Exercise description = Transcribe the records below exactly.

Data shown =
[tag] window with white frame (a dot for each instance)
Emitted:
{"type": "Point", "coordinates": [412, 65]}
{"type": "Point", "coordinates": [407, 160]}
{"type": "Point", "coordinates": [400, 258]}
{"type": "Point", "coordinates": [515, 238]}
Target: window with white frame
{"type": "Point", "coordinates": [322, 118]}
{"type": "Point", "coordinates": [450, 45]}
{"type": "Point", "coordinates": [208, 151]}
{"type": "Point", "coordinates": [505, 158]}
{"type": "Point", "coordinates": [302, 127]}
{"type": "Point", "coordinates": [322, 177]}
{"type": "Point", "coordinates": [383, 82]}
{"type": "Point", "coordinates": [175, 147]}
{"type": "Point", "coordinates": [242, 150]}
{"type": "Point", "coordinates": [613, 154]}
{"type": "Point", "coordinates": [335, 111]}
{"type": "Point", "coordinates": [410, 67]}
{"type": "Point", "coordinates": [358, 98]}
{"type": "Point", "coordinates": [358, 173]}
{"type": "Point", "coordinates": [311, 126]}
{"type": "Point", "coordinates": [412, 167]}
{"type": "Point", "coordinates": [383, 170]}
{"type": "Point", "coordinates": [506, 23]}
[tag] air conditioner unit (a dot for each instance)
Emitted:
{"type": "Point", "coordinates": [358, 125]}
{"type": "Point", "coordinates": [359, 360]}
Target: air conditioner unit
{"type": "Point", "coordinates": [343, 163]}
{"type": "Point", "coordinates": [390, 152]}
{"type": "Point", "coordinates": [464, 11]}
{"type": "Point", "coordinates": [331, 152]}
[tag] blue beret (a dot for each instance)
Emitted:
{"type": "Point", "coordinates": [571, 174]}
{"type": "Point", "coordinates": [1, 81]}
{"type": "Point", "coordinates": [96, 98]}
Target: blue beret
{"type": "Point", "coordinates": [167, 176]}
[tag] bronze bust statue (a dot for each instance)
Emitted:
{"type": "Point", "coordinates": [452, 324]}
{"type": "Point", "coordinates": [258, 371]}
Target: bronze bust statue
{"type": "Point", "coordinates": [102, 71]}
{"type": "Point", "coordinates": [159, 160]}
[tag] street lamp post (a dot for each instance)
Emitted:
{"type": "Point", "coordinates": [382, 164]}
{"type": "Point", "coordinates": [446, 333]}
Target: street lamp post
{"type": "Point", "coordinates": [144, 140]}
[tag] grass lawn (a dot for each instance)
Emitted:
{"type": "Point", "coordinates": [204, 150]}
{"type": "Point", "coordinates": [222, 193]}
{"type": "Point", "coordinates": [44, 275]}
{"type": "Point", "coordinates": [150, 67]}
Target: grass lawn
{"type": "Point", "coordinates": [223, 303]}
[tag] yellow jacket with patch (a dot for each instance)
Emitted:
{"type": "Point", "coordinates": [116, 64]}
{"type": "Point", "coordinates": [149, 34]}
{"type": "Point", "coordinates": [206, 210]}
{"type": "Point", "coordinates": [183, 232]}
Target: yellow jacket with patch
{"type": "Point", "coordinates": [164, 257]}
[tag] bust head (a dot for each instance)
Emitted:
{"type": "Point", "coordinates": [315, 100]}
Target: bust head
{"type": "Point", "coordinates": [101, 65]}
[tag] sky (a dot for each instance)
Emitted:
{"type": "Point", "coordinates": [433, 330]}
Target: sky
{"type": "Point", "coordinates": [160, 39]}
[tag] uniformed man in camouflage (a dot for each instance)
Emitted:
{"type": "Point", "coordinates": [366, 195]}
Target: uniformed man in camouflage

Exercise response =
[tag] window with white frame (a dot for each instance)
Emitted:
{"type": "Point", "coordinates": [412, 65]}
{"type": "Point", "coordinates": [407, 160]}
{"type": "Point", "coordinates": [400, 258]}
{"type": "Point", "coordinates": [515, 238]}
Target: window with white frame
{"type": "Point", "coordinates": [322, 118]}
{"type": "Point", "coordinates": [450, 45]}
{"type": "Point", "coordinates": [208, 151]}
{"type": "Point", "coordinates": [505, 158]}
{"type": "Point", "coordinates": [302, 127]}
{"type": "Point", "coordinates": [322, 177]}
{"type": "Point", "coordinates": [383, 82]}
{"type": "Point", "coordinates": [175, 147]}
{"type": "Point", "coordinates": [242, 150]}
{"type": "Point", "coordinates": [613, 154]}
{"type": "Point", "coordinates": [335, 111]}
{"type": "Point", "coordinates": [410, 67]}
{"type": "Point", "coordinates": [358, 98]}
{"type": "Point", "coordinates": [358, 173]}
{"type": "Point", "coordinates": [311, 126]}
{"type": "Point", "coordinates": [412, 167]}
{"type": "Point", "coordinates": [383, 170]}
{"type": "Point", "coordinates": [506, 23]}
[tag] air conditioner unit (a dot for each instance)
Emitted:
{"type": "Point", "coordinates": [358, 125]}
{"type": "Point", "coordinates": [359, 360]}
Target: air conditioner unit
{"type": "Point", "coordinates": [343, 163]}
{"type": "Point", "coordinates": [390, 152]}
{"type": "Point", "coordinates": [464, 11]}
{"type": "Point", "coordinates": [331, 152]}
[tag] blue beret (a dot for each instance)
Emitted:
{"type": "Point", "coordinates": [571, 174]}
{"type": "Point", "coordinates": [1, 81]}
{"type": "Point", "coordinates": [96, 98]}
Target: blue beret
{"type": "Point", "coordinates": [167, 176]}
[tag] bronze bust statue (a dot for each instance)
Emitted:
{"type": "Point", "coordinates": [452, 324]}
{"type": "Point", "coordinates": [258, 371]}
Target: bronze bust statue
{"type": "Point", "coordinates": [102, 71]}
{"type": "Point", "coordinates": [159, 160]}
[tag] street lamp post (a dot for each instance)
Emitted:
{"type": "Point", "coordinates": [382, 164]}
{"type": "Point", "coordinates": [446, 333]}
Target: street lamp post
{"type": "Point", "coordinates": [144, 140]}
[tag] grass lawn (a dot for each instance)
Emitted:
{"type": "Point", "coordinates": [204, 150]}
{"type": "Point", "coordinates": [222, 193]}
{"type": "Point", "coordinates": [44, 275]}
{"type": "Point", "coordinates": [150, 67]}
Target: grass lawn
{"type": "Point", "coordinates": [223, 303]}
[tag] yellow jacket with patch (a dot for each instance)
Emitted:
{"type": "Point", "coordinates": [116, 64]}
{"type": "Point", "coordinates": [149, 34]}
{"type": "Point", "coordinates": [206, 210]}
{"type": "Point", "coordinates": [183, 232]}
Target: yellow jacket with patch
{"type": "Point", "coordinates": [164, 257]}
[tag] bust head (a dot for each instance)
Emitted:
{"type": "Point", "coordinates": [315, 100]}
Target: bust head
{"type": "Point", "coordinates": [101, 65]}
[tag] sky (a dot for each instance)
Emitted:
{"type": "Point", "coordinates": [433, 330]}
Target: sky
{"type": "Point", "coordinates": [160, 39]}
[tag] uniformed man in camouflage (a dot for each instance)
Emitted:
{"type": "Point", "coordinates": [366, 195]}
Target: uniformed man in camouflage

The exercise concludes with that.